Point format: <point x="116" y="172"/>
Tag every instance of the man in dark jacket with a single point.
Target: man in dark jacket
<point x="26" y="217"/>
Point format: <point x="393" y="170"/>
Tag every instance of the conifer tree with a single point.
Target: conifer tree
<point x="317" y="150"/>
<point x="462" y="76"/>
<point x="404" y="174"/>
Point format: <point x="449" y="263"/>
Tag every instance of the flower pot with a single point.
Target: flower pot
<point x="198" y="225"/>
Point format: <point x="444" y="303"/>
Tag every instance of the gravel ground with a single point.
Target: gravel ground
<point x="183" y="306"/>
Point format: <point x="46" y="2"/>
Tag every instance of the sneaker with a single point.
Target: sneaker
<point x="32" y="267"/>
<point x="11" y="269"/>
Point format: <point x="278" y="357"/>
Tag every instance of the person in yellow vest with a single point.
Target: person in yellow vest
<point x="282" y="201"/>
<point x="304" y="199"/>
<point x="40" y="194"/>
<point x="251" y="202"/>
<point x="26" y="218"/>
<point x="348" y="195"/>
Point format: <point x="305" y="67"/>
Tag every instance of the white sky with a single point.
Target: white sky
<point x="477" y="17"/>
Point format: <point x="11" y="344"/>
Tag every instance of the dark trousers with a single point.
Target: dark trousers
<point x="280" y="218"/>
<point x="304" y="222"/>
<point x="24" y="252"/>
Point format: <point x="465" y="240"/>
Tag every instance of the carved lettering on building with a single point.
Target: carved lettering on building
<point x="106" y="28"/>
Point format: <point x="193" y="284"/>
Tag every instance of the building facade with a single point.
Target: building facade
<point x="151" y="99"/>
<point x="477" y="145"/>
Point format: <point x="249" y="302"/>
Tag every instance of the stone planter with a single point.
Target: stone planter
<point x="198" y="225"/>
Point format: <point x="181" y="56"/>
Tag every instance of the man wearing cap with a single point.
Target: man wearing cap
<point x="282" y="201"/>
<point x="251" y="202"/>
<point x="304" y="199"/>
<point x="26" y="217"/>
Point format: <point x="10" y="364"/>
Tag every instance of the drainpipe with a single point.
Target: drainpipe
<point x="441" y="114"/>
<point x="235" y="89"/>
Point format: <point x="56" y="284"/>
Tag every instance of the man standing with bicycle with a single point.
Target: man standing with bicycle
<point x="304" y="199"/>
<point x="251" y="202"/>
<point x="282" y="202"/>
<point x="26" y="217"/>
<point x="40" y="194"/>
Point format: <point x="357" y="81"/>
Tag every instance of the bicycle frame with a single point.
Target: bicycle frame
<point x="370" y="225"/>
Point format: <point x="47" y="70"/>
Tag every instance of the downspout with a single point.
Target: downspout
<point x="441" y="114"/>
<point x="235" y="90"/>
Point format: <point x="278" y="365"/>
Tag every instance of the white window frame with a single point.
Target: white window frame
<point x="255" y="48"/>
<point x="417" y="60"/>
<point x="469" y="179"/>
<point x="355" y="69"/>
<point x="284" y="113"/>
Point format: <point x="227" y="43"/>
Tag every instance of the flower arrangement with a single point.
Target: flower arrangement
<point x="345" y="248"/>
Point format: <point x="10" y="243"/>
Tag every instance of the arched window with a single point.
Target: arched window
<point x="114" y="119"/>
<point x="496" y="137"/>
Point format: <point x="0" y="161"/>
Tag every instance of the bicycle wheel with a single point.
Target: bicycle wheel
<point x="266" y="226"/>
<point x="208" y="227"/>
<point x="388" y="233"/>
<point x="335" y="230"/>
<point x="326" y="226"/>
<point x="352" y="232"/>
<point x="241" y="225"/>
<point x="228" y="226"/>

════════════════════

▸ **WRITTEN INSTRUCTION**
Return the listing above word for word.

▸ **OUTPUT FOR THIS EXERCISE**
Point format: <point x="116" y="172"/>
Tag every instance of the man in dark jacket with a single point.
Target: man in dark jacket
<point x="26" y="217"/>
Point format: <point x="393" y="170"/>
Tag every instance of the conifer tree with a single point.
Target: conifer tree
<point x="317" y="150"/>
<point x="462" y="76"/>
<point x="404" y="174"/>
Point format: <point x="449" y="263"/>
Tag every instance of the flower pot with a single point.
Target: flower pot
<point x="198" y="225"/>
Point format: <point x="444" y="303"/>
Tag every instance of the gravel ground with a single point.
Target: gravel ground
<point x="183" y="306"/>
Point format: <point x="46" y="2"/>
Tag every instance of the sneaker with a single point.
Target: sneaker
<point x="32" y="267"/>
<point x="11" y="269"/>
Point format: <point x="278" y="357"/>
Tag every instance of the person in yellow vest with a single point.
Target: person in yellow vest
<point x="282" y="201"/>
<point x="304" y="199"/>
<point x="40" y="194"/>
<point x="251" y="202"/>
<point x="26" y="218"/>
<point x="348" y="195"/>
Point format: <point x="305" y="67"/>
Tag every instance of the white sky with a single point.
Target: white sky
<point x="477" y="17"/>
Point format: <point x="11" y="344"/>
Tag every instance of the dark trousers with a single point.
Target: dark trousers
<point x="280" y="218"/>
<point x="304" y="222"/>
<point x="24" y="252"/>
Point format: <point x="465" y="240"/>
Tag every instance of the carved lettering on building with a single point.
Target: carved lettering on building
<point x="106" y="28"/>
Point format: <point x="193" y="284"/>
Tag every instance of the building facade with a single point.
Target: building facade
<point x="151" y="99"/>
<point x="477" y="145"/>
Point format: <point x="249" y="302"/>
Tag every instance of the stone planter with a single point.
Target: stone planter
<point x="198" y="225"/>
Point format: <point x="181" y="56"/>
Tag every instance of the man wearing cap with a single point.
Target: man wearing cap
<point x="282" y="201"/>
<point x="251" y="202"/>
<point x="304" y="199"/>
<point x="26" y="217"/>
Point format: <point x="10" y="364"/>
Tag every instance of the drainpipe with a single point.
Target: drainpipe
<point x="441" y="114"/>
<point x="235" y="89"/>
Point format: <point x="56" y="284"/>
Tag every instance of the man standing with bicycle with a single point.
Target: man standing with bicycle
<point x="304" y="199"/>
<point x="251" y="202"/>
<point x="282" y="202"/>
<point x="26" y="217"/>
<point x="40" y="194"/>
Point format: <point x="357" y="81"/>
Tag every instance of the bicycle frame with a single point.
Target: bicycle frame
<point x="370" y="225"/>
Point format: <point x="47" y="70"/>
Tag every instance of the downspout with a single point.
Target: downspout
<point x="441" y="114"/>
<point x="235" y="90"/>
Point format: <point x="278" y="365"/>
Tag every instance of the white window frame with a single point.
Target: white window frame
<point x="255" y="48"/>
<point x="417" y="60"/>
<point x="469" y="179"/>
<point x="355" y="69"/>
<point x="284" y="113"/>
Point format: <point x="227" y="43"/>
Tag every instance of the flower arrangement with a single point.
Target: flower arrangement
<point x="345" y="248"/>
Point format: <point x="10" y="243"/>
Tag every instance of the arched window with a single point.
Target: arched window
<point x="114" y="119"/>
<point x="496" y="137"/>
Point format: <point x="0" y="161"/>
Tag every instance of the bicycle wheel with a single point.
Target: bicycle wheel
<point x="266" y="226"/>
<point x="208" y="227"/>
<point x="388" y="233"/>
<point x="335" y="230"/>
<point x="326" y="226"/>
<point x="352" y="232"/>
<point x="241" y="225"/>
<point x="228" y="226"/>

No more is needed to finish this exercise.